WHAT YOU NEED TO DO:
Can you recast the stretch from the very first line through the line containing "point(618, 319)" as a Markdown table with columns Row and Line, numbering each row, skipping blank lines, and leaving the pictures out?

GIVEN RECORDS:

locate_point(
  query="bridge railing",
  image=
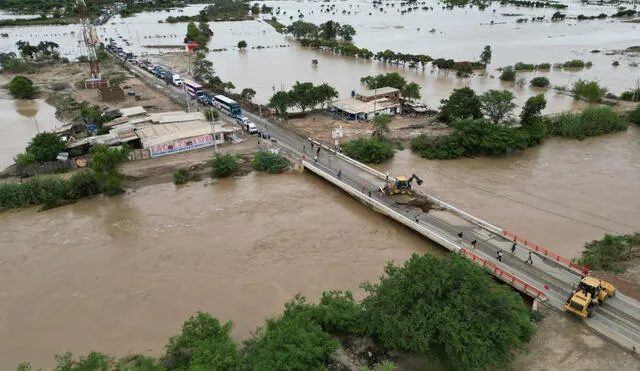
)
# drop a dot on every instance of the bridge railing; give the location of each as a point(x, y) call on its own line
point(505, 276)
point(573, 266)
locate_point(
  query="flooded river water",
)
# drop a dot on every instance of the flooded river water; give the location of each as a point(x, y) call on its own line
point(120, 274)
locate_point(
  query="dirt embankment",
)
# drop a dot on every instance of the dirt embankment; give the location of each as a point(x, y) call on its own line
point(62, 85)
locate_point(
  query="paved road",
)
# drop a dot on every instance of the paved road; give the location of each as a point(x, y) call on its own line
point(618, 319)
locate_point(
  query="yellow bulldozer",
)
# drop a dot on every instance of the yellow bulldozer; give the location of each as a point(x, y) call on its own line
point(400, 185)
point(590, 293)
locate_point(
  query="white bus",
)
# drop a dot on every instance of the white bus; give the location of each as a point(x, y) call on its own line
point(192, 88)
point(227, 105)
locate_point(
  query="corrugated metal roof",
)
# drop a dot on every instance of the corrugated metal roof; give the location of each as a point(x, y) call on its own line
point(378, 91)
point(355, 106)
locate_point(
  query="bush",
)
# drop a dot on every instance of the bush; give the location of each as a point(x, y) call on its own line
point(203, 344)
point(269, 162)
point(181, 175)
point(224, 165)
point(611, 252)
point(84, 184)
point(21, 87)
point(25, 159)
point(291, 342)
point(540, 82)
point(461, 104)
point(373, 150)
point(45, 146)
point(466, 320)
point(631, 95)
point(508, 74)
point(591, 121)
point(590, 90)
point(634, 116)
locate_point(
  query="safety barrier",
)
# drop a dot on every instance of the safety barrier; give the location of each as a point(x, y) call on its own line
point(505, 276)
point(548, 254)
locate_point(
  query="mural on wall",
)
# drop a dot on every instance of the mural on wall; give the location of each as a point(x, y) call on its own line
point(181, 145)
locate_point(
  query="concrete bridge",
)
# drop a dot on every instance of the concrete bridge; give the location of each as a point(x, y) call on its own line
point(550, 278)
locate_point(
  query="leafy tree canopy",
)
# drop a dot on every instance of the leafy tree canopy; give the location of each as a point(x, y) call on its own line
point(449, 309)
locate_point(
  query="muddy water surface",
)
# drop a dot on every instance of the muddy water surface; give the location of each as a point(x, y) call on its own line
point(21, 120)
point(121, 274)
point(559, 195)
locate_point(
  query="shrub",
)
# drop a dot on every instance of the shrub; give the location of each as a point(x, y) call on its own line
point(454, 321)
point(84, 184)
point(634, 116)
point(45, 146)
point(540, 82)
point(291, 342)
point(372, 150)
point(203, 344)
point(269, 162)
point(461, 104)
point(508, 74)
point(21, 87)
point(591, 121)
point(631, 95)
point(25, 159)
point(611, 252)
point(590, 90)
point(181, 175)
point(224, 165)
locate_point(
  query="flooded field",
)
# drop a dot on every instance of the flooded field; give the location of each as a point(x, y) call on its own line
point(22, 119)
point(458, 34)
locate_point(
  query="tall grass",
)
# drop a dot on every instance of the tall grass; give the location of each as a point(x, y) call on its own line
point(591, 121)
point(50, 190)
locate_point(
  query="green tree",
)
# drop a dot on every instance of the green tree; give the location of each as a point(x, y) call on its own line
point(589, 90)
point(462, 103)
point(466, 321)
point(224, 165)
point(508, 74)
point(303, 94)
point(203, 344)
point(324, 93)
point(532, 109)
point(485, 56)
point(21, 87)
point(347, 32)
point(291, 342)
point(280, 101)
point(497, 104)
point(540, 82)
point(45, 146)
point(381, 123)
point(373, 150)
point(411, 91)
point(192, 32)
point(248, 94)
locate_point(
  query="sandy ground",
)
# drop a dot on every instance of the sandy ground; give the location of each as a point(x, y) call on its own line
point(320, 125)
point(564, 343)
point(73, 75)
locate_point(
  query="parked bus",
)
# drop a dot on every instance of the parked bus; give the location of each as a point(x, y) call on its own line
point(192, 88)
point(227, 105)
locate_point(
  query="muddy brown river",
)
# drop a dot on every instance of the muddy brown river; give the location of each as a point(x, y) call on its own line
point(121, 274)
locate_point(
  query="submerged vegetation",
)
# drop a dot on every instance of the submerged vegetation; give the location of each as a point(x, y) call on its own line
point(611, 253)
point(403, 312)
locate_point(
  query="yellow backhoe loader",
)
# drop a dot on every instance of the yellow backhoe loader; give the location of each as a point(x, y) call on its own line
point(590, 293)
point(400, 185)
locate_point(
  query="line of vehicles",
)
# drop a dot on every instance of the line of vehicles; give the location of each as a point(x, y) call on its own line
point(192, 89)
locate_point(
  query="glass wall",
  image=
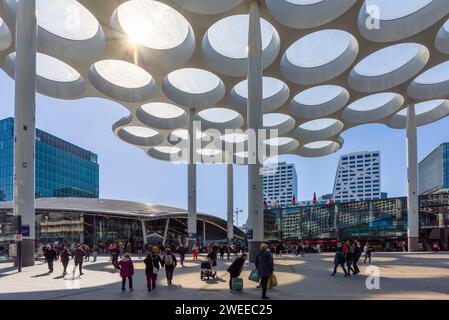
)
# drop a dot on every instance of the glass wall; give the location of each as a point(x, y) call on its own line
point(62, 169)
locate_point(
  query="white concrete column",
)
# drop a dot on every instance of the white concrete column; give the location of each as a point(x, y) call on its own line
point(191, 177)
point(144, 231)
point(230, 202)
point(24, 123)
point(412, 176)
point(167, 222)
point(255, 122)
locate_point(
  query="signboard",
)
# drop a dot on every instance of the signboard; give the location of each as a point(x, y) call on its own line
point(25, 231)
point(13, 250)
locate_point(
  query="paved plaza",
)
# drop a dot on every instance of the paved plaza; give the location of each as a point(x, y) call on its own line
point(402, 276)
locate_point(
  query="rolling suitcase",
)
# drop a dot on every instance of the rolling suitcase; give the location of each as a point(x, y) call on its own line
point(237, 284)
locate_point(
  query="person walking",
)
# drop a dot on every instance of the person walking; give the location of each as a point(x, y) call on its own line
point(65, 257)
point(212, 257)
point(128, 248)
point(182, 254)
point(87, 251)
point(222, 251)
point(152, 266)
point(349, 258)
point(50, 256)
point(78, 257)
point(357, 255)
point(115, 253)
point(95, 250)
point(169, 262)
point(235, 269)
point(265, 267)
point(195, 252)
point(339, 260)
point(367, 249)
point(126, 271)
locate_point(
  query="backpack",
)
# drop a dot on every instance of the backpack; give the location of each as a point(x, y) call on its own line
point(168, 260)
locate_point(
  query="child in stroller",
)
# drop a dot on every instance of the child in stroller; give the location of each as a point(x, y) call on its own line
point(206, 270)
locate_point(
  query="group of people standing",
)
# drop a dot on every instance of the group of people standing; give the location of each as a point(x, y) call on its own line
point(153, 263)
point(78, 254)
point(349, 254)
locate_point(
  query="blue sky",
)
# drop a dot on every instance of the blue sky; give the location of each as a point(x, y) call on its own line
point(127, 173)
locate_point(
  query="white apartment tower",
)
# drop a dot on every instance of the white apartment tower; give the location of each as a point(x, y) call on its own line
point(280, 183)
point(358, 177)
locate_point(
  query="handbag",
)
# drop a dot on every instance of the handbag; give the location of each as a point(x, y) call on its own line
point(272, 282)
point(254, 276)
point(237, 284)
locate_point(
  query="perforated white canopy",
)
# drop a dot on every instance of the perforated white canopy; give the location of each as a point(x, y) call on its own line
point(329, 65)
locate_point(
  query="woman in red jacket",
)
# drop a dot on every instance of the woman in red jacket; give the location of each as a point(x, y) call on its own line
point(126, 271)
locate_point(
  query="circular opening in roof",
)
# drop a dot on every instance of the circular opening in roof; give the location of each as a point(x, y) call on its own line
point(208, 6)
point(167, 150)
point(437, 74)
point(163, 110)
point(280, 141)
point(318, 95)
point(67, 19)
point(319, 144)
point(183, 134)
point(423, 107)
point(5, 35)
point(218, 115)
point(153, 24)
point(274, 119)
point(373, 101)
point(319, 48)
point(193, 81)
point(388, 59)
point(123, 74)
point(234, 138)
point(229, 36)
point(141, 132)
point(271, 86)
point(393, 10)
point(53, 69)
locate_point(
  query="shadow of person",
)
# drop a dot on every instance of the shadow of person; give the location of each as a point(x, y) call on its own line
point(41, 275)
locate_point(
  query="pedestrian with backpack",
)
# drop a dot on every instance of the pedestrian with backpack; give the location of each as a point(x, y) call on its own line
point(169, 262)
point(235, 269)
point(152, 265)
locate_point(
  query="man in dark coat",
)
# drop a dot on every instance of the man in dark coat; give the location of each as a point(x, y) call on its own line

WRITTEN RESPONSE:
| Row | Line |
|---|---|
| 1 | locate_point( |
| 2 |   query="bridge railing", |
| 3 |   image= |
| 4 | ) |
| 5 | # drop a dot on every instance of the bridge railing; give the location of each as a point(x, y) call on its own line |
| 6 | point(505, 276) |
| 7 | point(573, 266) |
| 8 | locate_point( |
| 9 |   query="flooded river water", |
| 10 | ) |
| 11 | # drop a dot on every instance of the flooded river water; give the location of each as a point(x, y) call on its own line |
| 12 | point(120, 274) |
| 13 | locate_point( |
| 14 |   query="dirt embankment", |
| 15 | ) |
| 16 | # drop a dot on every instance of the dirt embankment; give the location of each as a point(x, y) call on its own line |
| 17 | point(62, 85) |
| 18 | locate_point( |
| 19 |   query="paved road", |
| 20 | ) |
| 21 | # drop a dot on every instance of the paved road; give the location of each as a point(x, y) call on its own line |
| 22 | point(618, 319) |